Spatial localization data

-- Opening Marker --

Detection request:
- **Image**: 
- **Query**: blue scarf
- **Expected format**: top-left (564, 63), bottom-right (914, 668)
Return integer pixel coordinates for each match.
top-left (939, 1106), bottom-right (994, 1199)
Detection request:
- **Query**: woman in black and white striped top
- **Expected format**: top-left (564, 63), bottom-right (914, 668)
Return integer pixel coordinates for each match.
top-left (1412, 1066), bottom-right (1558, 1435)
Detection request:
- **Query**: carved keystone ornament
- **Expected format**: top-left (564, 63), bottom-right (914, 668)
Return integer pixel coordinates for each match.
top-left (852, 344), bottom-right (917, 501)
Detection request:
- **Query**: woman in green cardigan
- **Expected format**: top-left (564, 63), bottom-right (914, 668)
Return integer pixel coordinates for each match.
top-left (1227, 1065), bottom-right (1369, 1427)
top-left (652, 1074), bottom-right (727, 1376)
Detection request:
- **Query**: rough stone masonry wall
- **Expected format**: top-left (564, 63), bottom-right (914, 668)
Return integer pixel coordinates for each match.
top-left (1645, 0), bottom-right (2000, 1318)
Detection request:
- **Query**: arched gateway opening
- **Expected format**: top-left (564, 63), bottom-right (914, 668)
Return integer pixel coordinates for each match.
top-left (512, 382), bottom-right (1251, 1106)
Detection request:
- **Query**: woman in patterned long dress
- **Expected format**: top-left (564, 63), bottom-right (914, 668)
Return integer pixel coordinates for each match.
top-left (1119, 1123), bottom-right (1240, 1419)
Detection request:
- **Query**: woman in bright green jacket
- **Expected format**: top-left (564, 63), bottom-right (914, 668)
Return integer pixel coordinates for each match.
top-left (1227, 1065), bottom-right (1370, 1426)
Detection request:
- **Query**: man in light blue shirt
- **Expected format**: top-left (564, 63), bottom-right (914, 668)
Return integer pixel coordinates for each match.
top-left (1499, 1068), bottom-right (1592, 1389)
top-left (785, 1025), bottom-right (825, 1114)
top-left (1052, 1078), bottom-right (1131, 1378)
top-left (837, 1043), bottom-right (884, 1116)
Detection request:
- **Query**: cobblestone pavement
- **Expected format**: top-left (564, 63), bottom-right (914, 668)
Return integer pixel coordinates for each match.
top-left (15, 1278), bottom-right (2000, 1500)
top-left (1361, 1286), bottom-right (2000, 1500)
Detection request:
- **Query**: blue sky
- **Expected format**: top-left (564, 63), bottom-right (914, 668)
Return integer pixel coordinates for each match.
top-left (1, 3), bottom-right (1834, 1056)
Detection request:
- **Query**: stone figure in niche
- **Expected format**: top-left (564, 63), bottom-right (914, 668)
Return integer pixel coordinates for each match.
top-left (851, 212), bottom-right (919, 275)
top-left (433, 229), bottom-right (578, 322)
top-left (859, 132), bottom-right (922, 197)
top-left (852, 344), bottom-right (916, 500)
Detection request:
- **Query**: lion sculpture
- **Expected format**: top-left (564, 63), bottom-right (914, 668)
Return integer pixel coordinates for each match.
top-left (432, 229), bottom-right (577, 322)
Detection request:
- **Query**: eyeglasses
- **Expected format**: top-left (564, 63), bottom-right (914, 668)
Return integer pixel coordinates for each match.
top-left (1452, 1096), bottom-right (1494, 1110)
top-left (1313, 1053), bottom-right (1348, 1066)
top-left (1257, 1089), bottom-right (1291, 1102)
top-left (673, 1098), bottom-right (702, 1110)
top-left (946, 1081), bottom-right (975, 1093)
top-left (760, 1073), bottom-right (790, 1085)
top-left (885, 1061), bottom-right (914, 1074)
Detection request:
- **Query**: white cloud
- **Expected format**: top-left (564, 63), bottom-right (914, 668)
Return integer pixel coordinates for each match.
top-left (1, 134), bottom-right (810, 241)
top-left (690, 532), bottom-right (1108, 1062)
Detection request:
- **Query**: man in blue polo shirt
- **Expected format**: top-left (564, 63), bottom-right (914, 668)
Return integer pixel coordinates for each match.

-- Closing Marker --

=== TASK TO CARRY OUT ===
Search term "green": return each line of the data that contains it.

=== ANSWER TO THIS PROBLEM ===
- **Query**: woman in green cardigan
- **Query**: woman in bright green jacket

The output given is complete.